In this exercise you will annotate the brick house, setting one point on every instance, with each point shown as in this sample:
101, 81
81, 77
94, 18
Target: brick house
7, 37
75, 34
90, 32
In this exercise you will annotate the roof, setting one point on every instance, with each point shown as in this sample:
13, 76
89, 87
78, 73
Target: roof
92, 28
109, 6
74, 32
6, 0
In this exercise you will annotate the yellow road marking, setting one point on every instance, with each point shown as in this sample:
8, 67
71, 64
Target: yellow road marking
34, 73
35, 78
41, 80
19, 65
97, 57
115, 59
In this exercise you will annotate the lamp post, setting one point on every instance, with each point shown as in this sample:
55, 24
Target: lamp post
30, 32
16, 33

________

# EXERCISE
Rewrite every line of the data above as a numbered list, leaving out any blank lines.

# RESULT BELOW
1. In this exercise you will annotate the brick house, setting one point on every instance, with each point shown as in this sample:
2. 101, 81
3. 81, 77
4. 94, 18
5. Target: brick house
6. 7, 37
7. 75, 34
8. 90, 32
9. In this exercise you will annotate the roof, setting one point on every instance, with each point shown as in this sample:
10. 13, 76
11. 89, 87
12. 78, 73
13. Target: roof
14. 92, 28
15. 109, 6
16. 74, 32
17. 6, 0
18. In this exercise you will annotate the yellow road marking, setting one point on every instance, with each point shown as in this sample:
19. 8, 67
20. 71, 64
21. Target: yellow road marking
22. 34, 73
23. 35, 78
24. 41, 80
25. 19, 65
26. 97, 57
27. 115, 59
28. In this exercise you will annotate the lamp post, setting one point on every instance, with each point shown as in this sample:
29. 55, 24
30. Target: lamp post
31. 30, 32
32. 16, 33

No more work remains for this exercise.